**TASK TO COMPLETE**
Retype every record below character for character, omitting the pictures.

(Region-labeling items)

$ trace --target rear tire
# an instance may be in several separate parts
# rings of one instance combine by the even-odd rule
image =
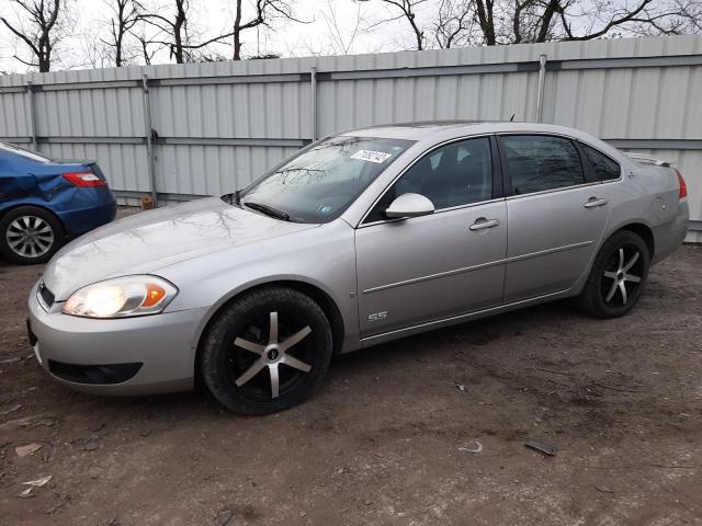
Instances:
[[[227,409],[268,414],[307,399],[329,368],[332,338],[319,306],[283,287],[253,290],[219,312],[202,343],[200,370]]]
[[[12,263],[46,263],[63,244],[60,221],[44,208],[20,206],[0,219],[0,253]]]
[[[598,252],[576,307],[598,318],[624,316],[638,302],[649,265],[648,247],[639,236],[615,232]]]

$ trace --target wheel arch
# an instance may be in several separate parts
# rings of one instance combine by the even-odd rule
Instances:
[[[227,306],[231,305],[234,301],[239,299],[245,294],[249,294],[253,290],[259,290],[262,288],[270,287],[285,287],[291,288],[293,290],[297,290],[306,296],[309,296],[324,311],[325,316],[329,320],[329,324],[331,325],[331,340],[333,345],[333,354],[339,354],[341,351],[341,346],[344,341],[346,328],[343,317],[341,315],[341,310],[339,306],[333,300],[333,298],[321,287],[314,285],[309,282],[305,282],[302,279],[273,279],[270,282],[256,283],[251,286],[237,290],[231,297],[227,298],[224,302],[217,305],[215,309],[207,313],[207,320],[203,324],[202,330],[197,334],[197,341],[195,346],[195,364],[194,364],[194,373],[195,373],[195,382],[200,381],[200,355],[202,353],[202,342],[204,340],[205,334],[210,330],[211,324],[216,319],[217,315],[222,312]]]
[[[630,222],[614,230],[612,233],[610,233],[608,239],[611,238],[616,232],[621,232],[622,230],[634,232],[639,238],[642,238],[646,243],[646,248],[648,249],[648,256],[650,258],[650,260],[654,259],[654,254],[656,253],[656,240],[654,238],[654,231],[650,229],[649,226],[643,222]]]
[[[56,214],[53,209],[50,209],[48,206],[45,206],[43,204],[36,204],[36,203],[13,203],[4,208],[0,208],[0,221],[2,220],[2,218],[4,216],[7,216],[8,214],[10,214],[12,210],[16,210],[18,208],[22,208],[25,206],[31,206],[34,208],[39,208],[44,211],[49,213],[52,216],[54,216],[54,218],[58,221],[58,224],[61,227],[61,235],[67,235],[68,231],[66,230],[66,225],[64,225],[63,219],[58,216],[58,214]]]

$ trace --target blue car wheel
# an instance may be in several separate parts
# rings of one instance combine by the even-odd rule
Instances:
[[[64,229],[49,211],[20,206],[0,220],[0,252],[12,263],[46,263],[64,242]]]

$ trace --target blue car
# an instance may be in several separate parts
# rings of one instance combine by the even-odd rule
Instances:
[[[114,219],[117,205],[93,161],[57,161],[0,142],[0,253],[45,263],[66,241]]]

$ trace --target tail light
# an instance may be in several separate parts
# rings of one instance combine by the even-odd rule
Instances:
[[[676,169],[676,174],[678,175],[678,183],[680,184],[680,194],[679,198],[683,198],[688,196],[688,185],[684,183],[684,179],[679,170]]]
[[[102,179],[92,172],[68,172],[64,173],[64,179],[73,186],[106,186]]]

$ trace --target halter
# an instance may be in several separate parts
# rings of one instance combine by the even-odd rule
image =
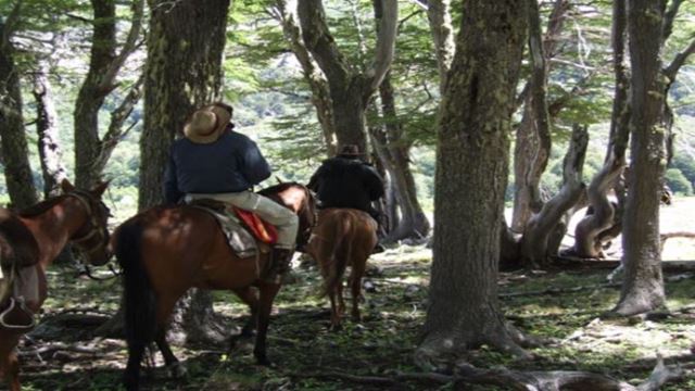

**EXERCISE SOLUTION**
$ trace --target rear tire
# an instance may be in several separate parts
# rings of one instance combine by the even-odd rule
image =
Instances:
[[[227,409],[268,414],[307,399],[329,368],[332,338],[319,306],[283,287],[253,290],[219,312],[202,343],[200,370]]]
[[[12,263],[46,263],[63,244],[60,221],[44,208],[20,206],[0,219],[0,253]]]
[[[598,252],[576,307],[598,318],[624,316],[638,302],[649,265],[648,247],[639,236],[615,232]]]

$ trace --target wheel arch
# an instance may be in several separate parts
# rings of one instance combine by the even-odd rule
Instances:
[[[227,306],[231,305],[234,301],[239,299],[245,294],[249,294],[253,290],[259,290],[262,288],[270,287],[285,287],[291,288],[293,290],[297,290],[306,296],[309,296],[324,311],[325,316],[329,320],[329,324],[331,325],[331,340],[333,345],[333,354],[339,354],[341,351],[341,346],[344,341],[346,328],[343,317],[341,315],[341,310],[339,306],[333,300],[333,298],[321,287],[314,285],[309,282],[305,282],[302,279],[273,279],[270,282],[256,283],[251,286],[237,290],[231,297],[227,298],[224,302],[217,305],[215,309],[207,313],[207,320],[203,324],[202,330],[197,334],[197,341],[195,346],[195,364],[194,364],[194,373],[195,373],[195,382],[200,381],[200,355],[202,353],[202,342],[204,340],[205,334],[210,330],[211,324],[216,319],[217,315],[222,312]]]
[[[630,222],[614,230],[612,233],[610,233],[608,239],[611,238],[616,232],[621,232],[622,230],[634,232],[639,238],[642,238],[646,243],[646,248],[648,249],[648,256],[650,258],[650,260],[654,259],[654,254],[656,253],[656,240],[654,238],[654,231],[650,229],[649,226],[643,222]]]
[[[56,214],[53,209],[50,209],[48,206],[45,206],[43,204],[36,204],[36,203],[13,203],[4,208],[0,208],[0,221],[2,220],[2,218],[4,216],[7,216],[8,214],[10,214],[12,210],[16,210],[18,208],[22,208],[25,206],[31,206],[34,208],[39,208],[44,211],[49,213],[52,216],[54,216],[54,218],[58,221],[58,224],[61,227],[61,235],[67,235],[68,231],[66,230],[66,225],[64,225],[63,219],[58,216],[58,214]]]

$ trace --target blue car wheel
# an instance may be in several separate parts
# rings of one instance combine by the even-odd rule
Instances:
[[[64,229],[49,211],[20,206],[0,220],[0,252],[12,263],[46,263],[64,242]]]

$ trace --target blue car
# an instance may be in several separate parts
# rings of one instance combine by the even-odd rule
Instances:
[[[114,219],[117,205],[93,161],[57,161],[0,142],[0,253],[45,263],[66,241]]]

$ trace --target tail light
# an instance may be in several separate parts
# rings of one instance combine by the even-odd rule
Instances:
[[[676,169],[676,174],[678,175],[678,183],[680,184],[680,194],[679,198],[683,198],[688,196],[688,185],[684,183],[684,179],[679,170]]]
[[[102,179],[92,172],[68,172],[64,173],[64,179],[73,186],[106,186]]]

$ trace --target halter
# an instance may be in several separate parts
# rings of one instance combine by the even-odd rule
image =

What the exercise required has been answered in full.